-- Start Record list --

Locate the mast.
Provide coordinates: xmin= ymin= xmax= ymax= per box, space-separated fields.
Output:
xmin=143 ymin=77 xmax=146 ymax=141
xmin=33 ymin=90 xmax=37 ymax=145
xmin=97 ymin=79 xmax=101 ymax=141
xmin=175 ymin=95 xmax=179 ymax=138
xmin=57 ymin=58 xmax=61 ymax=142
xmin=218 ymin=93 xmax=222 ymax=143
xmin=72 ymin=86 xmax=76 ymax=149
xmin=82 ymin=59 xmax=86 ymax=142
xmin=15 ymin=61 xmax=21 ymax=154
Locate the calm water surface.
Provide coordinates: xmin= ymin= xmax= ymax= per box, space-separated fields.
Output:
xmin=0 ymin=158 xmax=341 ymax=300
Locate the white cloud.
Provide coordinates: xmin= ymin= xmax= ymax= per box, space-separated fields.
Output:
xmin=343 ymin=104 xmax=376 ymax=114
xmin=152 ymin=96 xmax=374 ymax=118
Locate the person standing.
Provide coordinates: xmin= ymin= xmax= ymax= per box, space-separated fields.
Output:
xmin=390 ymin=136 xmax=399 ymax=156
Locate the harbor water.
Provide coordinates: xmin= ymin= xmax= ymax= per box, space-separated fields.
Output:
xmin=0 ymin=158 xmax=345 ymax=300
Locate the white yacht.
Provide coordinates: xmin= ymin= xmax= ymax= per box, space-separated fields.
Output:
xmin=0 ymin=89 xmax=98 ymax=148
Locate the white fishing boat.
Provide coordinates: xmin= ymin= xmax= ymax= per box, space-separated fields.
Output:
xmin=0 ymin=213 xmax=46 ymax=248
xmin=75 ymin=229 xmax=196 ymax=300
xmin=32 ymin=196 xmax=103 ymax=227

-- End Record list --

→ What you have to do
Reproduce the items beginning with the line containing "Locate the harbor water." and continuing through the line containing "xmin=0 ymin=89 xmax=98 ymax=148", with the requests included. In the answers, multiply each coordinate value by 1.25 and round the result to the nearest whole number, rounding halves up.

→ Result of this exercise
Locate the harbor water.
Provide coordinates: xmin= ymin= xmax= ymax= per box, space-separated fields.
Output:
xmin=0 ymin=198 xmax=431 ymax=375
Locate the white yacht.
Provide coordinates: xmin= ymin= xmax= ymax= per box, space-separated fields.
Output:
xmin=0 ymin=111 xmax=123 ymax=185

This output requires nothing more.